(Consigne) Dans le texte fourni sur « Le Diable au corps », réécrivez sous forme de liste le paragraphe qui commence par « Raymond Radiguet est une étoile filante », en gardant ses faits principaux.

(Texte fourni)
☆ ☆ ☆ ☆ ☆

«Le Diable au corps» de Raymond Radiguet


Raymond Radiguet est une étoile filante dans le firmament de la littérature française. Né en 1903 et mort prématurément en 1923, il n’a laissé derrière lui que deux romans: Le Diable au corps  (1923) et Le Bal du Comte d’Orgel (1924).

Par ces deux récits, dont la fluidité du style, la subtilité du phrasé et l’émotionnel du descriptif sont la marque diacritique, l’auteur adolescent fait bel et bien son entrée fracassante dans la scène littéraire de l’après-guerre. Ainsi, quand Le Diable au corps a été publié, le succès est immédiat, immense et mitigé. Lui et ses amis ne s’en cachent ni ne s’en excusent. Du reste, son premier roman a suscité une levée de boucliers dans le milieu conservateur et conformiste. Ce dernier lui reproche, d’une part, sa désinvolture et son insolence et ne lui pardonne pas, d’autre part, son silence sur les horreurs et les atrocités de la Grande Guerre. En revanche, la critique y voit les prémisses/prémices d’un auteur talentueux et la promesse d’un futur grand écrivain. Jean Cocteau écrit: «Il rendait leur jeunesse aux vieilles formules. Il dépatinait les poncifs. Il décapait les lieux communs (…). C’était son privilège. Il était le seul à pouvoir y prétendre». Bernard Grasset, son éditeur, associe souvent sa précocité à celle de Rimbaud et voit en lui «un « jeune » authentique [qui] souleva une tempête (…) car il devait heurter tout le monde». François Mauriac précise que «dans Le Diable au corps, Radiguet nous livrait de son printemps une image sans retouche. A défaut de retouche, son œuvre devait de paraître choquante, parce que rien ne ressemble plus au cynisme que la clairvoyance».

☆ ☆ ☆ ☆ ☆

(Lignes de données)

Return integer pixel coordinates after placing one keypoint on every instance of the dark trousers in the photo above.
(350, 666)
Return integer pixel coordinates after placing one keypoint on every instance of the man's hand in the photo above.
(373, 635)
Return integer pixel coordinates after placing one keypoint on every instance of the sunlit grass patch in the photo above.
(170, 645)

☆ ☆ ☆ ☆ ☆

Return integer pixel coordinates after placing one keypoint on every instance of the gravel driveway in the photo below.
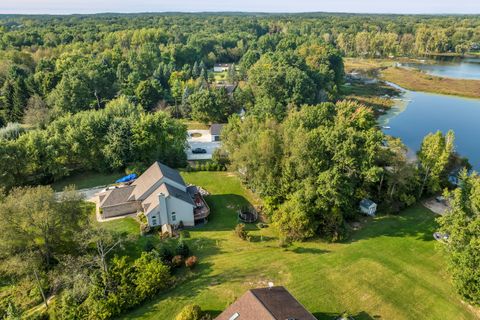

☆ ☆ ☆ ☆ ☆

(Réponse rédigée)
- Raymond Radiguet : une étoile filante de la littérature française
- Naissance en 1903, mort prématurée en 1923
- Deux romans seulement : Le Diable au corps (1923) et Le Bal du Comte d'Orgel (1924)